Reference parameters
A reference parameter is a reference to a memory location of a variable. When you pass parametersby reference, unlike value parameters, a new storage location is not created for these parameters. The reference parameters represent the same memory location as the actual parameters that are supplied to the method.
In C#, you declare the reference parameters using the ref keyword. The following example demonstrates this:
using System;
namespace CalculatorApplication
{
class NumberManipulator
{
public void swap(ref int x, ref int y)
{
int temp;
temp = x; /* save the value of x */
x = y; /* put y into x */
y = temp; /* put temp into y */
}
static void Main(string[] args)

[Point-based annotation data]
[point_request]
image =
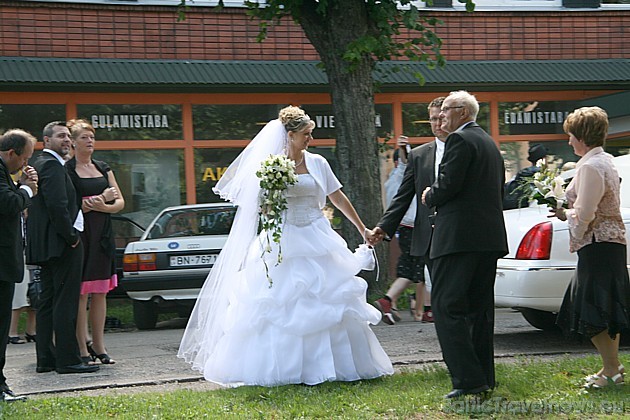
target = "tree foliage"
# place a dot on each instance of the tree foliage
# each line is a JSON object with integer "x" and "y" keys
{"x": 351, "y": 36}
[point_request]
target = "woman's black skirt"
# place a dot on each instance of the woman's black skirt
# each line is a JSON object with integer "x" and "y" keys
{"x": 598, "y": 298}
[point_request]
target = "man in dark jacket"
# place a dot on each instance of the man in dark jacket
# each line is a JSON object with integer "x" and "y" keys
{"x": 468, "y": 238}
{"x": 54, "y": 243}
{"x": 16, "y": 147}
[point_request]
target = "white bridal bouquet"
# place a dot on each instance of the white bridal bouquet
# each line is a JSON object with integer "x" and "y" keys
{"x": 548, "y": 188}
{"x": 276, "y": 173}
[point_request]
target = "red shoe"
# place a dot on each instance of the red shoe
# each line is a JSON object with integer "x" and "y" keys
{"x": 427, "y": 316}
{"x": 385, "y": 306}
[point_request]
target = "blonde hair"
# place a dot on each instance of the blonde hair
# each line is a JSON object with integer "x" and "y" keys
--
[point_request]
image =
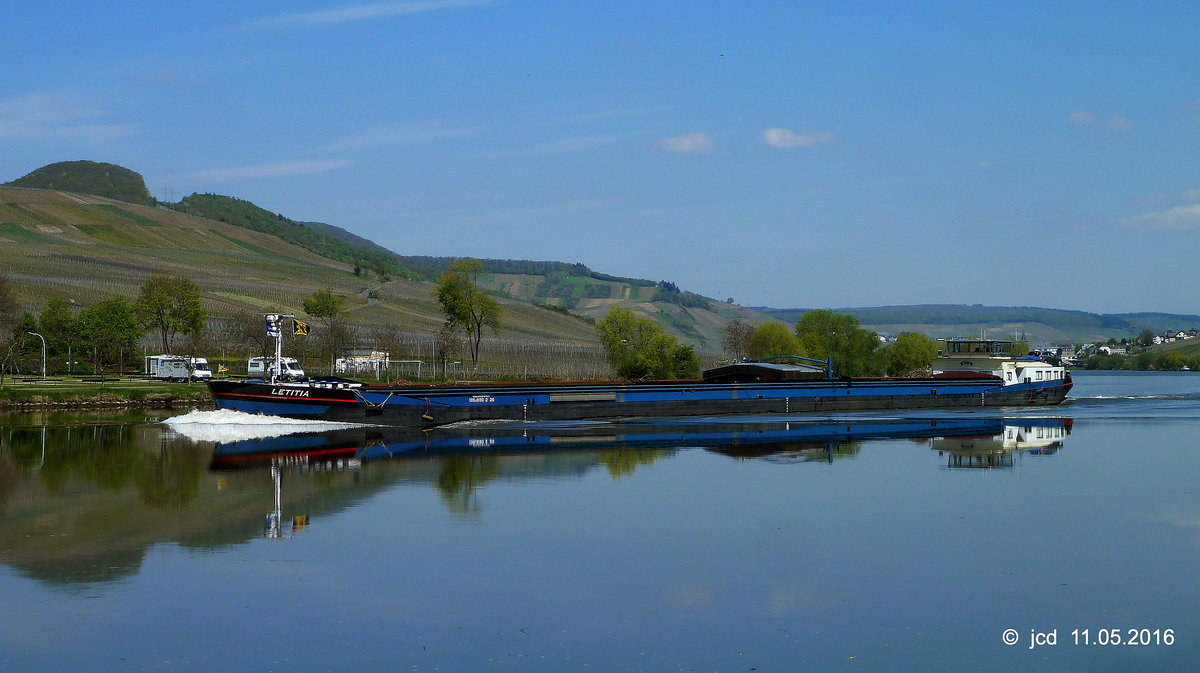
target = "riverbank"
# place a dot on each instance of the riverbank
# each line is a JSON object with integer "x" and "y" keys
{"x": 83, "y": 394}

# What you are asked to do
Answer these questions about the excerpt on C# reference parameters:
1. What does a reference parameter refer to?
2. Which keyword is used to declare reference parameters in C#?
3. In the swap method, which variable saves the value of x?

# Full output
1. A memory location of a variable.
2. The ref keyword.
3. temp.